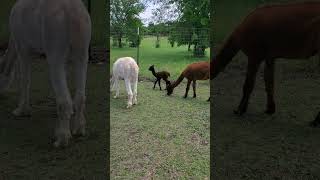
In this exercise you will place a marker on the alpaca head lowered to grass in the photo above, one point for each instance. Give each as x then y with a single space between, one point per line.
169 88
159 75
193 72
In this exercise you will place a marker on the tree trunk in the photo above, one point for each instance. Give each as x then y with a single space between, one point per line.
120 42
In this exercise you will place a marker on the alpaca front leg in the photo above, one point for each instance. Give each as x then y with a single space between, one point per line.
24 71
187 89
129 91
78 122
63 100
116 84
135 91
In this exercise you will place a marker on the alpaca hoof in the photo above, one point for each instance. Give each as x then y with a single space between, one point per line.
270 111
238 112
62 140
314 123
81 131
22 112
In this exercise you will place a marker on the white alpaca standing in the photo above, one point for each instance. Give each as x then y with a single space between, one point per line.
126 68
61 30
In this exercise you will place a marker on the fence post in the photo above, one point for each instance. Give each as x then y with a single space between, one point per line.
138 40
89 11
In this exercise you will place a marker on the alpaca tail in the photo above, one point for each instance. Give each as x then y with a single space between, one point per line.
224 56
7 67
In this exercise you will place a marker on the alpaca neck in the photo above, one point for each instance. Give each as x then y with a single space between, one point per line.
224 57
178 81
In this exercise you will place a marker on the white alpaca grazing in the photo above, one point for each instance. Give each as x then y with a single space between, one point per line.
126 68
61 30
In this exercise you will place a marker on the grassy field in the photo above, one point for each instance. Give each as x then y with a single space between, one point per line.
26 150
162 137
256 145
173 60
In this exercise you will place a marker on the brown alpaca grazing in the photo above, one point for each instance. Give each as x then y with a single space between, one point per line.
159 75
275 31
193 72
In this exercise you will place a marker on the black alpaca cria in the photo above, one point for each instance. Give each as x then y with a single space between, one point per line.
159 75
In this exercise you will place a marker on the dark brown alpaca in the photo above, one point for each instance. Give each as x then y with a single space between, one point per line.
159 75
270 32
193 72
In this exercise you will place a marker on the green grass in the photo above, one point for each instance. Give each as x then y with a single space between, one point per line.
173 60
26 142
163 137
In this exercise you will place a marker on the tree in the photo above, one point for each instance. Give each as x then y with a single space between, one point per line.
124 20
192 23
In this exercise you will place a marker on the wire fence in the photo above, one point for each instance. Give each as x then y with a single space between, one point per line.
194 40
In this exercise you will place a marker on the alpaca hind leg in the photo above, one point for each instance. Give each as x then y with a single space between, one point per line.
116 85
248 86
24 71
194 88
154 86
159 84
269 85
129 91
63 100
78 122
187 89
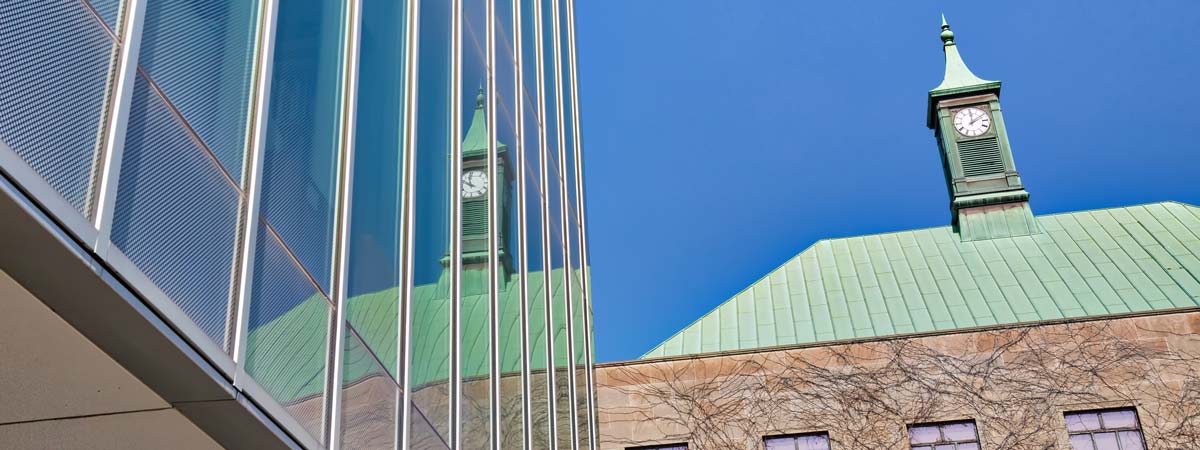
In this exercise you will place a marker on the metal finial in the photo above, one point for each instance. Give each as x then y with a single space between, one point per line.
947 35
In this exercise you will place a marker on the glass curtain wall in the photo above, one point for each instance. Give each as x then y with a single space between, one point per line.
367 214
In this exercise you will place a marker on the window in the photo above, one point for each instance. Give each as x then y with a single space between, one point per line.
798 442
948 436
1105 430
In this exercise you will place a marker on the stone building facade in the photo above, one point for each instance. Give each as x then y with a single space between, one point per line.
1015 383
1002 330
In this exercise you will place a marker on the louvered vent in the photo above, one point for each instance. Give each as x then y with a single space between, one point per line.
474 217
981 157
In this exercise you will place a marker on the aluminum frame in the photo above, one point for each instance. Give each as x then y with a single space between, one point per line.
564 223
109 162
581 222
408 222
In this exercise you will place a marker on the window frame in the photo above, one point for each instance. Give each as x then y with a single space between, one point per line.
1103 429
941 435
796 437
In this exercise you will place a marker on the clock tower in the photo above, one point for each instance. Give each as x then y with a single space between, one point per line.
474 191
987 197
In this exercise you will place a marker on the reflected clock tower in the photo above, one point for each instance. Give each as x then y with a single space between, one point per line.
475 192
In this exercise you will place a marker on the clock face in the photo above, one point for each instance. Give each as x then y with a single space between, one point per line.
971 121
474 184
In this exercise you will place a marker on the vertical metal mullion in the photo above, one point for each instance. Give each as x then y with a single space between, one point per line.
581 222
493 249
342 213
522 227
407 240
456 41
109 166
544 201
253 178
573 419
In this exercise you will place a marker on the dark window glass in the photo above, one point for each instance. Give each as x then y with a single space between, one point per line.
798 442
947 436
1105 430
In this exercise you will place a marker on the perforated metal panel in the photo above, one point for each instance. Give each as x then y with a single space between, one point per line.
288 334
199 53
981 157
177 214
53 83
108 10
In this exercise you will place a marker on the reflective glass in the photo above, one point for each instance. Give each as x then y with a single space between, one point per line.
923 435
375 244
539 292
1105 441
1081 442
1119 419
303 131
1083 421
175 209
1131 441
288 334
369 399
108 11
511 341
475 192
58 64
430 336
964 431
201 54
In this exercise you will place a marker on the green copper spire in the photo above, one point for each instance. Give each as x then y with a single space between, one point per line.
958 76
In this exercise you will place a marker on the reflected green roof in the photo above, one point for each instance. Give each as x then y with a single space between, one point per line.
1086 263
292 360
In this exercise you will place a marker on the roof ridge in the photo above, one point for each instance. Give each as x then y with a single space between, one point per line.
784 264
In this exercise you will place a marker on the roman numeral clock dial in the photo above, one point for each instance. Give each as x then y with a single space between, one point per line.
971 121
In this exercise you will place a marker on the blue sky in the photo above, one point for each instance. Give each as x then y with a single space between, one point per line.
724 137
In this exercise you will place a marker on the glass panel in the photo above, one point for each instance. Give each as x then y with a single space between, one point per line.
1083 421
1081 442
201 54
369 399
107 10
959 432
58 61
299 165
177 209
1119 419
539 292
1131 441
430 336
510 315
373 292
786 443
288 334
923 435
817 442
475 191
1105 441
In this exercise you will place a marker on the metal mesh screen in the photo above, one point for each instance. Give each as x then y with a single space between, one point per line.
177 214
53 84
199 53
108 10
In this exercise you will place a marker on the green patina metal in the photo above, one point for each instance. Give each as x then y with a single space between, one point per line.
298 335
1087 263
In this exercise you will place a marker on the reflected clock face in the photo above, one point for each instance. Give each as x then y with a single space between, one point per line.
474 184
971 121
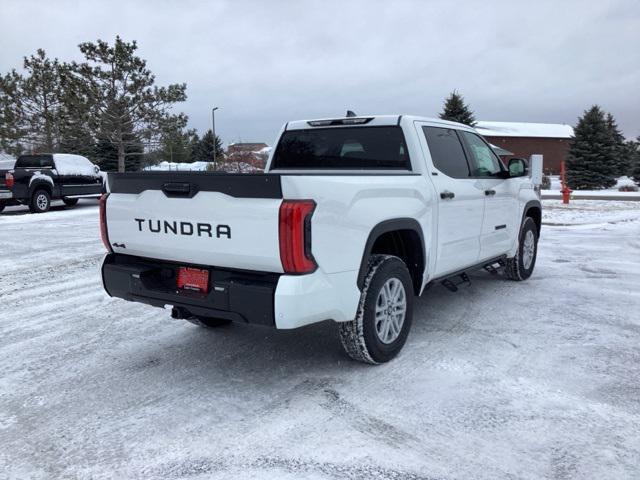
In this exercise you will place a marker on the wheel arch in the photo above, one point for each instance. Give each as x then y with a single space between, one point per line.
533 209
402 237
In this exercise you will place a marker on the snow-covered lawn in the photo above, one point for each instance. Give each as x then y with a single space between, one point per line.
530 380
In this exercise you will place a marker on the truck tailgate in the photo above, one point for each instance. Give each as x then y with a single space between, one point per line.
197 218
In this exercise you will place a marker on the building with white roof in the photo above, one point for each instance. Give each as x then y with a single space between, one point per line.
524 139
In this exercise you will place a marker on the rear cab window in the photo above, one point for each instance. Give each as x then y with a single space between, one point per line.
484 162
343 148
34 161
446 151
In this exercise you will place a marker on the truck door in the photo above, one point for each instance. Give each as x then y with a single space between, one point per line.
460 199
500 223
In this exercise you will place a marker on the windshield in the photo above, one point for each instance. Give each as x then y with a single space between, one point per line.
342 148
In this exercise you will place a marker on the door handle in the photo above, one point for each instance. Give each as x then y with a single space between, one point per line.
179 189
447 194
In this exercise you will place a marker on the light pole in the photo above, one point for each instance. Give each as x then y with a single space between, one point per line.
213 129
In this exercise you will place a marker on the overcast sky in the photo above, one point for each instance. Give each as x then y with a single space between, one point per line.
266 62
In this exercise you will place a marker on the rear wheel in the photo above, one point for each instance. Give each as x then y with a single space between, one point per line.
384 315
40 201
521 266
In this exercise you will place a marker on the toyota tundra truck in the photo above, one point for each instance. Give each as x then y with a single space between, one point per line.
353 218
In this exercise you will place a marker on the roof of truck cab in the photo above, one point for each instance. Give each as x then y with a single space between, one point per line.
376 121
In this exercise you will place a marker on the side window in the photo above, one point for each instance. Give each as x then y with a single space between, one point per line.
484 162
446 151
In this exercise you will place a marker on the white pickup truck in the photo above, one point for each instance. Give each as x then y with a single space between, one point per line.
353 217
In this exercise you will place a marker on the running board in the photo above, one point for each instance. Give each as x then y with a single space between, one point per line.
453 280
452 283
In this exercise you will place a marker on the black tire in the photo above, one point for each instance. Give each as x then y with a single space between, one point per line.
360 337
516 268
209 322
40 201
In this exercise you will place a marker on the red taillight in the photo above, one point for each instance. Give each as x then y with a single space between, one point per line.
295 236
104 234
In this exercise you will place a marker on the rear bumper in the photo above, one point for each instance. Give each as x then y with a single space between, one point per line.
233 295
271 299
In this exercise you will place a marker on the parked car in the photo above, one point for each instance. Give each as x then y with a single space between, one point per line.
36 180
6 197
352 219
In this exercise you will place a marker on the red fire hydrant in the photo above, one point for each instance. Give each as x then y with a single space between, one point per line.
566 191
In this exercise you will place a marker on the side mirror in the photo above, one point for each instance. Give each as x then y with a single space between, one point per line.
518 167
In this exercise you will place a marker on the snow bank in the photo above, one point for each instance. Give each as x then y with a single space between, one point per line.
68 164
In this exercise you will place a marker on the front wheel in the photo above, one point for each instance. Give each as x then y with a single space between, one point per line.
40 201
521 266
384 315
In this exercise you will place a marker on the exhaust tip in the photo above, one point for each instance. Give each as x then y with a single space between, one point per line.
180 313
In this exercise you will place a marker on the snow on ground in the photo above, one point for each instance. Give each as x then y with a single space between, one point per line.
502 380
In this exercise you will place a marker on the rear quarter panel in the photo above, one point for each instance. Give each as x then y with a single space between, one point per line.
350 206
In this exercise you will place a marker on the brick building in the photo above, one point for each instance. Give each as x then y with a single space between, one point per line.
524 139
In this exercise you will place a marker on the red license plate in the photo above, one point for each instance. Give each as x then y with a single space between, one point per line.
193 279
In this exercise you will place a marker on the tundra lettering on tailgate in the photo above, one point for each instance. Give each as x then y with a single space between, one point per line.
183 228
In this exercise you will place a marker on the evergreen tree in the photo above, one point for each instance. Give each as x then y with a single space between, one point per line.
621 150
105 155
203 151
30 105
11 126
591 161
456 110
123 97
634 148
178 145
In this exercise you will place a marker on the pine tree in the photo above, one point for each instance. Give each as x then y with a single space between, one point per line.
456 110
30 105
621 151
634 148
591 161
204 149
105 154
123 96
177 145
11 125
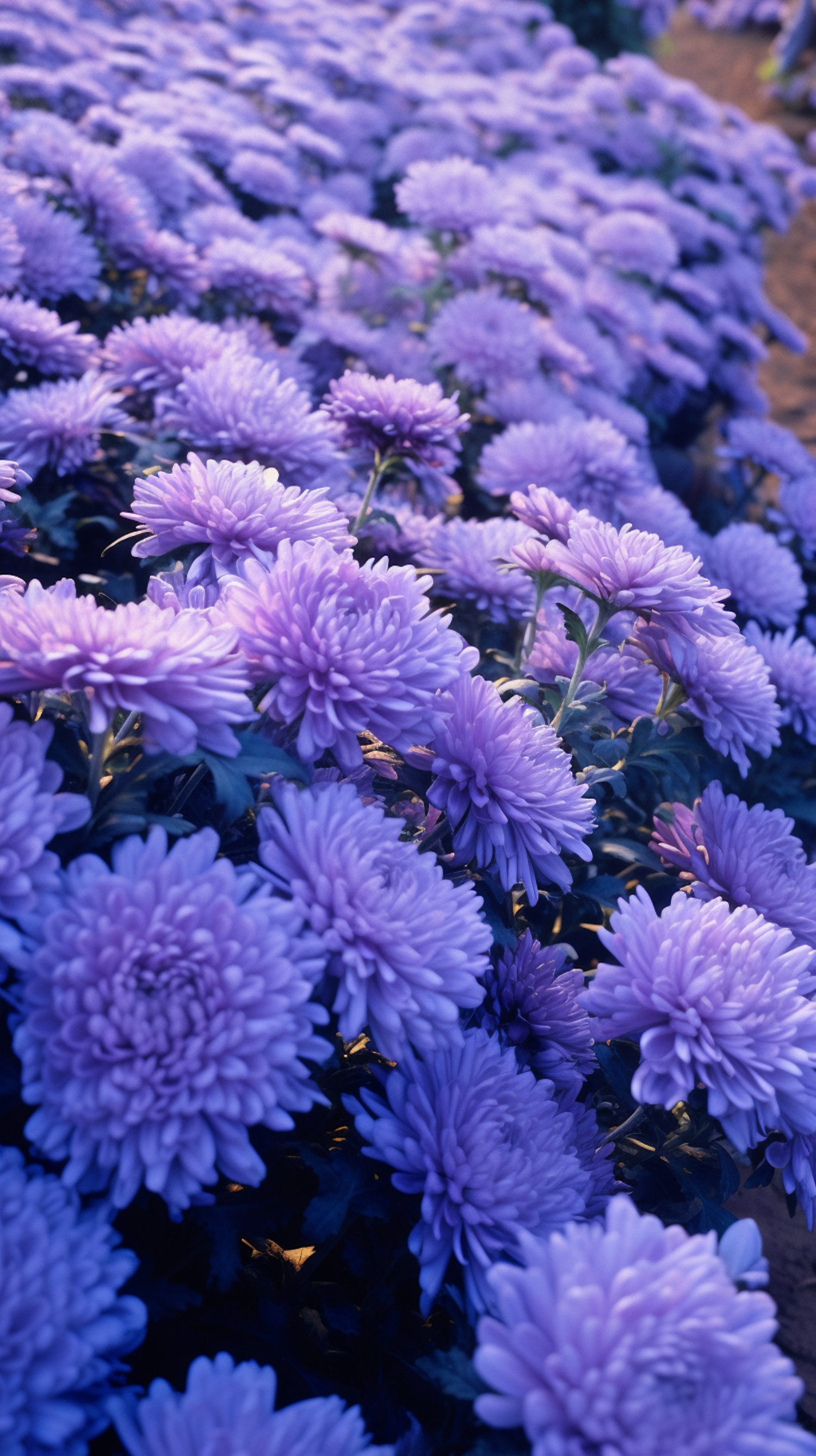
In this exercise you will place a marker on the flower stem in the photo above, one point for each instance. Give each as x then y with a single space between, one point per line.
- - -
Begin at the line that has "the rear quarter" and stop after the final line of the data. Reproduce every line in that span, requests included, scaling each coordinate in the answers by 0.35 and rounding it to a whole number with halves rounded up, and leave out the pictures.

Completed task:
In this exercise you will place a marker on the rear quarter panel in the photo above, one point for each instance. Give each as x then y with a single space between, one point per line.
123 72
In this exercise you will place a marker on the brick building in the photo above, one point for each instance. Give each as x then y with a single space between, one point per line.
183 49
In this exercise you will place a marker on the red license plate in the photo above, one point for each instance. Give each as x then y with a single space between, one point per line.
68 98
In this exercise you will place a marker on the tundra lettering on tailgate in the photo above, one point for each instance. Give each as x then y with a single space between, one point per line.
64 80
In this exercise you will place a marker on the evergreen tree in the photo above, one point for each instance. Give each as x then y with a single space between, one point per line.
217 53
37 54
71 53
11 37
4 44
207 56
160 39
43 34
222 52
62 51
In this exercise you will place a marker on the pine tree in the photo above, one point for each instance. Give each as x then y with a single space between, one point per line.
160 39
11 37
217 53
222 52
207 56
71 52
37 54
43 34
62 51
4 44
In this exercise you will place a marker on the flower stem in the photo above, one point for each instance. Give each as x then y with a single space between, one point per line.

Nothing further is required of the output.